** start Stored data **

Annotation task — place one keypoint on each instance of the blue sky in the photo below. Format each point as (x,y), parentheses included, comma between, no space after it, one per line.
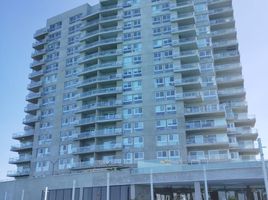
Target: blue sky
(20,19)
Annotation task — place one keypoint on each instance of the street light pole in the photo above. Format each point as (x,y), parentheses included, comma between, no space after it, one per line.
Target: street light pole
(206,182)
(151,185)
(263,166)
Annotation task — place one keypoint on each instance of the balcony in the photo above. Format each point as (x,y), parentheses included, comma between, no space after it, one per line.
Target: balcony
(112,77)
(215,110)
(223,33)
(251,148)
(227,93)
(40,33)
(39,44)
(200,126)
(97,148)
(230,81)
(89,24)
(225,43)
(186,43)
(189,96)
(189,83)
(110,18)
(187,56)
(38,53)
(111,7)
(181,5)
(22,135)
(99,105)
(110,53)
(247,133)
(184,29)
(208,158)
(221,22)
(98,164)
(20,159)
(19,173)
(99,133)
(22,147)
(34,85)
(36,74)
(37,64)
(101,31)
(188,69)
(239,106)
(104,91)
(208,142)
(93,68)
(230,55)
(32,97)
(244,119)
(218,1)
(183,17)
(99,119)
(99,43)
(31,108)
(236,67)
(224,12)
(30,120)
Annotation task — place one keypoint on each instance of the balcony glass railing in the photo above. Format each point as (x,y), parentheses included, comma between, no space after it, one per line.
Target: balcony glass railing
(101,66)
(101,105)
(19,172)
(204,109)
(97,163)
(221,21)
(101,91)
(22,158)
(22,146)
(94,148)
(99,133)
(188,95)
(25,133)
(101,79)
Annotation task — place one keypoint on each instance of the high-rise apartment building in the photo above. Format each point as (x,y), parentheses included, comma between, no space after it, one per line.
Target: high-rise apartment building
(131,80)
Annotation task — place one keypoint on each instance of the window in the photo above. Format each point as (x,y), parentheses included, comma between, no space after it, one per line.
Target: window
(162,154)
(51,67)
(69,107)
(42,166)
(65,163)
(138,126)
(69,95)
(48,100)
(65,149)
(138,141)
(74,28)
(72,50)
(52,56)
(55,26)
(54,36)
(47,112)
(50,78)
(49,89)
(75,18)
(73,39)
(70,83)
(138,155)
(53,46)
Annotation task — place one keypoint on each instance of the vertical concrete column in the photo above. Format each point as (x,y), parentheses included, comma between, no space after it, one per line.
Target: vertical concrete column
(81,194)
(197,191)
(132,192)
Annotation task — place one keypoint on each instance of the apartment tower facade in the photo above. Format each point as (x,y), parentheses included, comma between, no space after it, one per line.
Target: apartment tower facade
(130,80)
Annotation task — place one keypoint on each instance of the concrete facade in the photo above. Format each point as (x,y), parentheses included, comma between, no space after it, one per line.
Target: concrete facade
(242,177)
(127,81)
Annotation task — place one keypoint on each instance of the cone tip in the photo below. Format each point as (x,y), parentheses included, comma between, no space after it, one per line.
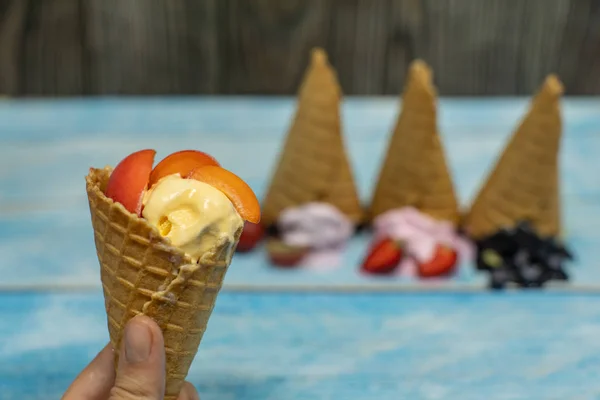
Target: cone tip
(419,69)
(318,56)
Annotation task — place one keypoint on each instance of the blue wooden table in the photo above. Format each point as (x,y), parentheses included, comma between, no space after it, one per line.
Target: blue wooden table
(375,341)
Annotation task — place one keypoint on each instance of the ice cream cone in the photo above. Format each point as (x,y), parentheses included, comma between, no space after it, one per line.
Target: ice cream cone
(313,165)
(524,184)
(143,274)
(414,172)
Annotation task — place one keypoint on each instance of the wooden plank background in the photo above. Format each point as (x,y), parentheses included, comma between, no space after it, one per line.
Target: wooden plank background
(146,47)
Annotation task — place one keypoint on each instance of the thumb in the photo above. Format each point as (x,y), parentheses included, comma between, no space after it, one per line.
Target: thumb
(141,370)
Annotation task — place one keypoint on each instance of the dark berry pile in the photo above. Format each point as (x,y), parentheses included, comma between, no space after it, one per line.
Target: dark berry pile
(519,256)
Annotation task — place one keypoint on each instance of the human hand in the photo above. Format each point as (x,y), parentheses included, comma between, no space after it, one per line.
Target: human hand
(140,374)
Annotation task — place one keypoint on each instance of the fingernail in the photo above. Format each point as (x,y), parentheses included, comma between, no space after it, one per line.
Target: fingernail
(138,341)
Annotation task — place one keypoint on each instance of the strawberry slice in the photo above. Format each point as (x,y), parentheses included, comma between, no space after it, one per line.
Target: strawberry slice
(251,235)
(443,263)
(383,257)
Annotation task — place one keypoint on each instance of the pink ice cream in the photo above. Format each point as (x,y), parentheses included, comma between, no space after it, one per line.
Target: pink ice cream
(421,235)
(320,227)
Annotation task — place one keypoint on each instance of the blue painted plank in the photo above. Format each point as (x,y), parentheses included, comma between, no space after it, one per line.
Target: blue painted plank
(57,247)
(513,346)
(61,140)
(47,147)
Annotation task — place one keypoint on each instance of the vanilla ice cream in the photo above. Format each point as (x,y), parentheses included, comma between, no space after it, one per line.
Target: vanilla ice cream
(193,215)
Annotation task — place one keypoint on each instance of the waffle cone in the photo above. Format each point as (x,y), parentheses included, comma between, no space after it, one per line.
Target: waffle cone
(313,165)
(143,274)
(415,172)
(524,185)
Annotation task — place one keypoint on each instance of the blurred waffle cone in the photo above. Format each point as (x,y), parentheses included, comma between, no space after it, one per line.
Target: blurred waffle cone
(143,274)
(415,172)
(524,185)
(313,165)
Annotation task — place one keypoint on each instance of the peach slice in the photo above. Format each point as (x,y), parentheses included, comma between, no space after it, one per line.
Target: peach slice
(237,191)
(182,162)
(129,180)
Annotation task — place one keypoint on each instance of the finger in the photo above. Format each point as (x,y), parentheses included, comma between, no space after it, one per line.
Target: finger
(96,380)
(188,392)
(141,370)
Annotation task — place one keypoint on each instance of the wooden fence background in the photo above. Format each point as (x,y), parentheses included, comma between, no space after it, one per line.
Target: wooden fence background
(476,47)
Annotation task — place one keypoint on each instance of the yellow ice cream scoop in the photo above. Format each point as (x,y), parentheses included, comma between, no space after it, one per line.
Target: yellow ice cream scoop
(193,215)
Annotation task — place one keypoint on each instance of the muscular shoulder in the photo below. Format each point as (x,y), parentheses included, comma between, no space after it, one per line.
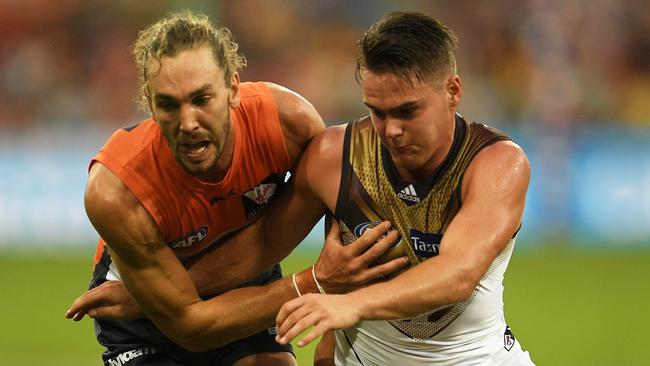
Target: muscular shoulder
(114,211)
(321,163)
(299,119)
(502,167)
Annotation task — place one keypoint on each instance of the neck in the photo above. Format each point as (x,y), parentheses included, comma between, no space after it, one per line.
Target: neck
(431,165)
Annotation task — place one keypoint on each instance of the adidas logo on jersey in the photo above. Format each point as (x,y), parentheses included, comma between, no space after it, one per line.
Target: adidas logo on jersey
(409,194)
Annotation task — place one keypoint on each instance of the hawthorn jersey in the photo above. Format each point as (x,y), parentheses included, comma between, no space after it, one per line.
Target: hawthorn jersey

** end Stored data **

§ Exercise goal
Reproduce verbatim every line starting at the line that holds "of the blurred" and ending with the final line of the data; omit the pictures.

§ Finished answer
Annotation task — place one keypoint on each instance of the blurred waffle cone in the photo above. Format each point as (x,y), parentheses included, comma between, no space after it, one per line.
Target: blurred waffle cone
(143,274)
(415,172)
(524,185)
(313,165)
Annotation task — place one keypoint on each instance of the peach slice in the photo above. Format each point as (x,y), parentheses included, comma between, no space after it, one per line.
Target: peach slice
(237,191)
(182,162)
(129,180)
Annotation task — place one keypoint on each instance of the finger in the photo above. Format each point as (x,y), parentheses included, comma between, no space after it, one per line.
Target: finger
(96,380)
(188,392)
(141,370)
Annotation task — place one keypoint on each instance of the wooden fence background in the photo above. Format each point as (x,y), parentheses included, comma between, no space after it, one per line.
Target: wooden fence background
(476,47)
Annotation task — place one keypoint on each instance of the yellow ice cream scoop in the photo above. Format each point as (x,y), parentheses included, comma between, no space after it, one per line.
Target: yellow ice cream scoop
(193,215)
Annotation task — place one keypoint on each instance of the muscular shoulder in the photo below. Format each point as (x,y), parentheses included, comma between, no space after it, one per line.
Target: muscular shoulder
(114,211)
(321,163)
(299,119)
(502,167)
Annotation task — place one keypoint on each instance of the neck in the photo above. Format each point as (x,y), parentheses included, comma between, no space after it, one per line.
Target: neck
(431,165)
Annotation task — place one keypoint on each instance of the adidas logo on jersey in the photo above. Format each point as (x,y), parentheses included, comma between, no space after it, one per line.
Target: adidas logo on jersey
(409,194)
Annotation task — place one keypoint on each instance of the hawthorn jersey in the photo above. Format each point as (x,y), parentheses included, comma between, no space after it, one per line.
Target: hawthorn jersey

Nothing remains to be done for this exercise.